→ **PASSAGE SHOWN**
People are getting better at handling data in their electronic health records (EHRs), but there is a lot and there should be a way to categorize how the data should be used, said Pamela Tobias, MS, RHIA, CHDA, administrator of oncology services at Lehigh Valley Health Network.


People are getting better at handling data in their electronic health records (EHRs), but there is a lot and there should be a way to categorize how the data should be used, said Pamela Tobias, MS, RHIA, CHDA, administrator of oncology services at Lehigh Valley Health Network.

Transcript

How can practices ensure they aren’t overwhelmed by the data in their EHR?

It’s a great question. The information in an EHR is overwhelming. I like to use the phrase “We eat the elephant one bite at a time.” And I tend to want to categorize projects that I’m working on. I like the 5 pillars of people, service, quality, cost, and growth, because I think it translates to all levels throughout the organization. When we want to focus on a quality project, what information can we seek out in our EHR that would allow us to automate and monitor some of those things?

It’s not a hard and fast rule to utilize that grouping. Maybe in your organization it’s better to use the triple aim of better health, health cost, better quality. Find whatever translates to you in terms of categorization and then pick 1 particular project where you think you can make an inroad and you can gain buy in and support on making that improvement.

[Items stored from a collection]
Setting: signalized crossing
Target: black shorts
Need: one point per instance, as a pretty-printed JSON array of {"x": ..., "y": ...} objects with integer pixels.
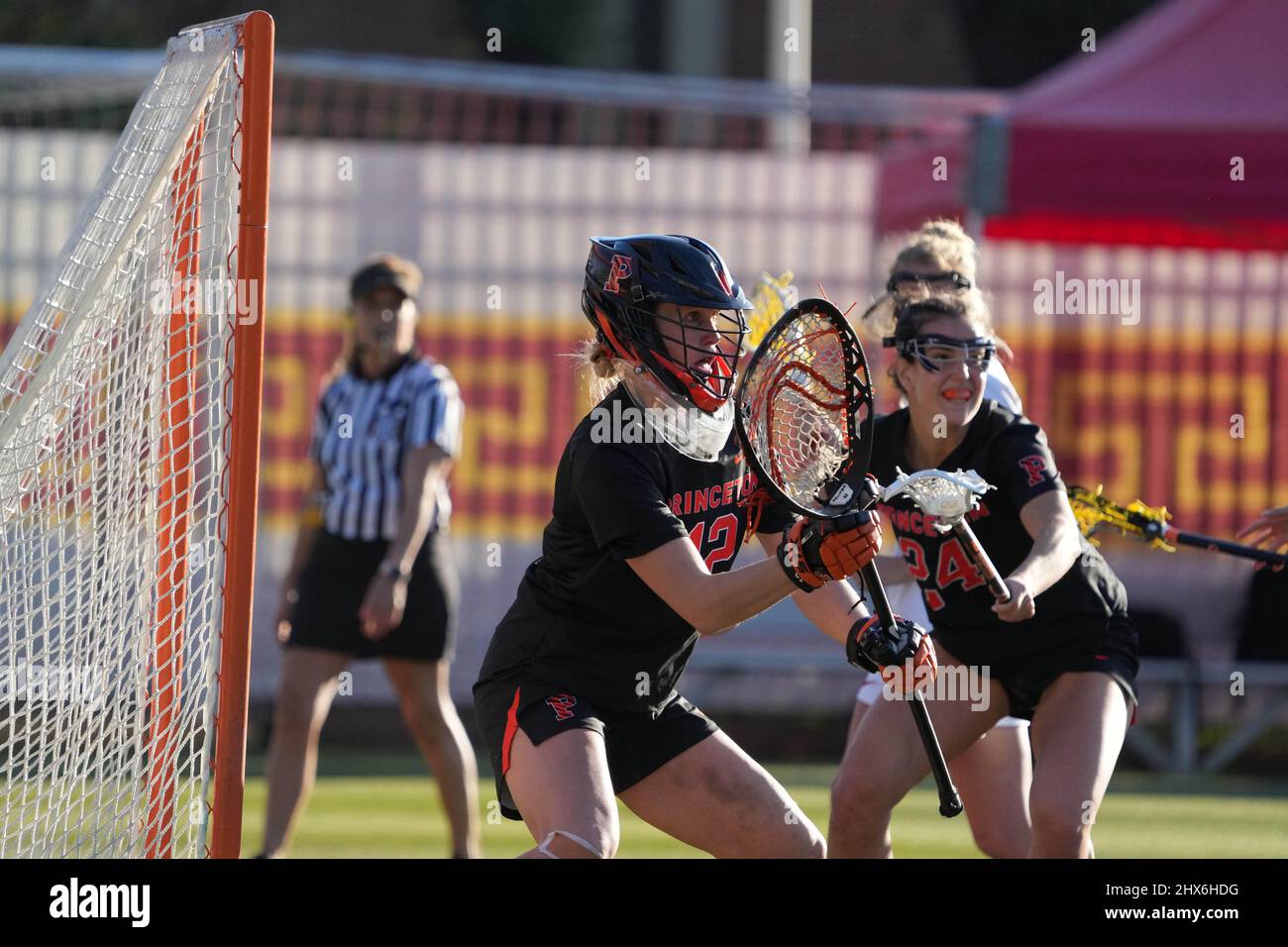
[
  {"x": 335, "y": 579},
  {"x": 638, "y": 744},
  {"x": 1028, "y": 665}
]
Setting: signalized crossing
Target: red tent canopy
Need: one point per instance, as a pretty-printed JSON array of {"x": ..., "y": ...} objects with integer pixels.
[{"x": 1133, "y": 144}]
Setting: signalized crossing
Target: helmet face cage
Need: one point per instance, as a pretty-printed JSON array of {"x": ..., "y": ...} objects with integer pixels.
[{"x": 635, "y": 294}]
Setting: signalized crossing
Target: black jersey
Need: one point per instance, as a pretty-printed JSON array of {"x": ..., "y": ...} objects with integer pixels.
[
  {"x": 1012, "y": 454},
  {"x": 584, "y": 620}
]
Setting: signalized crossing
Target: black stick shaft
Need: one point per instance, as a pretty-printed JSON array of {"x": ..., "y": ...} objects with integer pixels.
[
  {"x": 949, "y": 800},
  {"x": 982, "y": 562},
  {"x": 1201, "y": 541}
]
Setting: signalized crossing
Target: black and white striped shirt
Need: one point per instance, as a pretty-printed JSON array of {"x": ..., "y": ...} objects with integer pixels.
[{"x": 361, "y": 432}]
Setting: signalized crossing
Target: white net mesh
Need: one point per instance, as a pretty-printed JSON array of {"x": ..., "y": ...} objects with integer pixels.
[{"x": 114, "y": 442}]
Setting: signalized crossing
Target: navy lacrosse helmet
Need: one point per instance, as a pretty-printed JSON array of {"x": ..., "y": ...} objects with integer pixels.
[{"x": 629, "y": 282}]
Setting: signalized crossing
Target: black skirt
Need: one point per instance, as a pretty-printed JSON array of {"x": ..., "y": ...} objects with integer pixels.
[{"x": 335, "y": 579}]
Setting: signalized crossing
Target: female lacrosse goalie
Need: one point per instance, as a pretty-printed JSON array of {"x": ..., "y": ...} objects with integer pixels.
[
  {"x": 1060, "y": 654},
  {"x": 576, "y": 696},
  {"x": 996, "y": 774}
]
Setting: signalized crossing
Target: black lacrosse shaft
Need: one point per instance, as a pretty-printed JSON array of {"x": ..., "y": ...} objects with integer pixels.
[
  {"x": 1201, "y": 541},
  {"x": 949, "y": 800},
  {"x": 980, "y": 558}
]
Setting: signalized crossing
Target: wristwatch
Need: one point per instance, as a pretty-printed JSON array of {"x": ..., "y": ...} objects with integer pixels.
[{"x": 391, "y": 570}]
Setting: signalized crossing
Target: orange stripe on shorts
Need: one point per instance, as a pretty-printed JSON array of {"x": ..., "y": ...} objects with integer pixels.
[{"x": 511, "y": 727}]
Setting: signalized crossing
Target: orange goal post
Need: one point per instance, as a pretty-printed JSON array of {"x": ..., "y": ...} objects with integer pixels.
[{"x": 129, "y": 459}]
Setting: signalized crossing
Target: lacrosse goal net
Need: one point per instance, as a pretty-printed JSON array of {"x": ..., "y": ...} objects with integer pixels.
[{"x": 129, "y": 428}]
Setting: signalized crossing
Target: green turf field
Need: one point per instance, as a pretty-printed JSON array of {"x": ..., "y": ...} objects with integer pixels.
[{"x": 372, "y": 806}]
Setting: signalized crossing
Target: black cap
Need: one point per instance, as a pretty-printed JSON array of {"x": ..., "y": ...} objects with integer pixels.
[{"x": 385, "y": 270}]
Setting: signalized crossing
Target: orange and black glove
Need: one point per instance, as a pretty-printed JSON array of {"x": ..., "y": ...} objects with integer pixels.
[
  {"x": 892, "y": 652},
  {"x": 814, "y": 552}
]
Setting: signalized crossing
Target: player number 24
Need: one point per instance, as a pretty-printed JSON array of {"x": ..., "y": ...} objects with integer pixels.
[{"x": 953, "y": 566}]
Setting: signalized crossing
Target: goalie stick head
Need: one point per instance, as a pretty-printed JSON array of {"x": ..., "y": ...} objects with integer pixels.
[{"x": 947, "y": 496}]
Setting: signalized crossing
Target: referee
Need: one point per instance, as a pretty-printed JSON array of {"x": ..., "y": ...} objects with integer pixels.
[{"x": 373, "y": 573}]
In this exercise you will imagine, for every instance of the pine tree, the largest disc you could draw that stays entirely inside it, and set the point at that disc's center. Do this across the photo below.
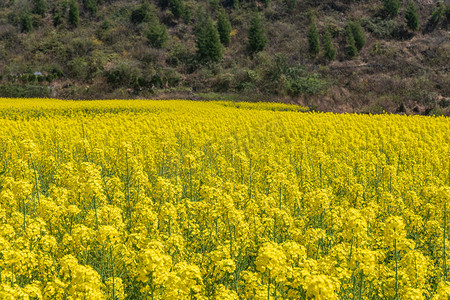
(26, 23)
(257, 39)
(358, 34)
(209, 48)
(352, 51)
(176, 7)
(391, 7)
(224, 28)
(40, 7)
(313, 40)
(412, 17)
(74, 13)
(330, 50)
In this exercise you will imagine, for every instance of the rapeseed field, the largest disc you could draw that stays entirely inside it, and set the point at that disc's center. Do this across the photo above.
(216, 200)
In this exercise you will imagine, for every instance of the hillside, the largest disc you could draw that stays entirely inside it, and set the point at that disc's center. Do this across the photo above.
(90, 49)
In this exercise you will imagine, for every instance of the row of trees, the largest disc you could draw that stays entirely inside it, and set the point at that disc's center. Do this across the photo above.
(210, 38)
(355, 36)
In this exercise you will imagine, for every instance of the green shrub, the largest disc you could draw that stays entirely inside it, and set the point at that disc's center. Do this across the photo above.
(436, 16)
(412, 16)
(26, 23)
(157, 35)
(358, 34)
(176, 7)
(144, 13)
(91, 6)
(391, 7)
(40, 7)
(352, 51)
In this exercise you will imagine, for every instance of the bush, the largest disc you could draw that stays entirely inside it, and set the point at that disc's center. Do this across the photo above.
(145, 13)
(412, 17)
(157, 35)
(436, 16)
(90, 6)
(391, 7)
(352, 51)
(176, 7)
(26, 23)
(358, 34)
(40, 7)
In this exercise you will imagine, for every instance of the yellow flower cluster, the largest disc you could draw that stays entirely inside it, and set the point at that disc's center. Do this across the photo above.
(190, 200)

...

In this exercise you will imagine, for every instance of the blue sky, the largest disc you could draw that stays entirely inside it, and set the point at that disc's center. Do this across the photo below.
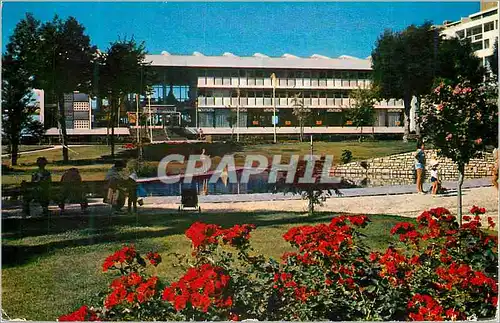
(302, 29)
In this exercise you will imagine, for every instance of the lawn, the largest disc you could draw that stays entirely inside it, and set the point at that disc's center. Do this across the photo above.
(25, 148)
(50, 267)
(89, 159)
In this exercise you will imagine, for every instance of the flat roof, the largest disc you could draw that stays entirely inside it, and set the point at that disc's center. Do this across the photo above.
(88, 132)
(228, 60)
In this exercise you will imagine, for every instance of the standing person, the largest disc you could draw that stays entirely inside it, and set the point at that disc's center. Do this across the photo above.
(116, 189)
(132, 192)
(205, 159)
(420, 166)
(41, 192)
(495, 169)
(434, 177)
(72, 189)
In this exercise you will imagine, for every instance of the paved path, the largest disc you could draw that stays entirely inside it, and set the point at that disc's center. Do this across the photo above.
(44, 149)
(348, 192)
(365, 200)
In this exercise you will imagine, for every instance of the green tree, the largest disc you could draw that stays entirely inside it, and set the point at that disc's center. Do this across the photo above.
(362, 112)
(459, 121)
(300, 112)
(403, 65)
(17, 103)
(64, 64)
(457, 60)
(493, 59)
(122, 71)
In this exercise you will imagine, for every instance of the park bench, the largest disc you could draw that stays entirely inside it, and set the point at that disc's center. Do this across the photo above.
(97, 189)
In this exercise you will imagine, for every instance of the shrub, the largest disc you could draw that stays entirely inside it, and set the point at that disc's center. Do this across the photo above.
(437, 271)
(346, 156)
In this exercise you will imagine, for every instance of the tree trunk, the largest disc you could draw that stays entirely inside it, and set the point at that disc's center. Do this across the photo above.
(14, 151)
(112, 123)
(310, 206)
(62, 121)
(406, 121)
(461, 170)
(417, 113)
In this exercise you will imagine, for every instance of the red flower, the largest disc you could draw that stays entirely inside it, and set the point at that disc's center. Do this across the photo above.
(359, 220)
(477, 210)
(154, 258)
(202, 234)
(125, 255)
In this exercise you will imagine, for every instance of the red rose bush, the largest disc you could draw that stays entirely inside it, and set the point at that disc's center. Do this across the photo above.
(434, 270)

→ **TO DO**
a) Translate this sentence from the interview on EHR data into Spanish: "It’s not a hard and fast rule to utilize that grouping."
b) Proceed with the interview on EHR data, picking up right after its final sentence.
The entries have no role in what is asked here.

→ **EXPECTED RESULTS**
a) No es una regla estricta utilizar esa agrupación.

b)
Typically, if you pick a quality initiative you will also have cost inefficiencies that also come along with that as byproducts. Many of the initiatives that we identify fit into multiple categories—and that’s ok.

Are people getting better at handling all the data or are they having trouble catching up with more data and more measures to handle?

I think it’s a little bit of both. I think we’re getting better and more sophisticated in how to get information out of the system, designing—when we’re designing workflows on the front end—them with picking up those data points along the way that we know we’re going to want to study later on.

I think from a clinical perspective, the metadata that is in there, trying to be able to find everything, digest it, and then turn it around into a clinical decision is even harder. So, we really need to utilize things like the predictive analytics and get those embedded into our EHRs to provide that information to the physician or the nurse or whatever clinician is caring for the patient, rather than expecting them to do what we did in the old days, which is read a chart, digest everything, and make a decision from there. We have to be able to push more alerts and notifications that are unique to each patient to them, but finding that balance so that we’re not getting alert fatigue also.

What is the future of data in practices?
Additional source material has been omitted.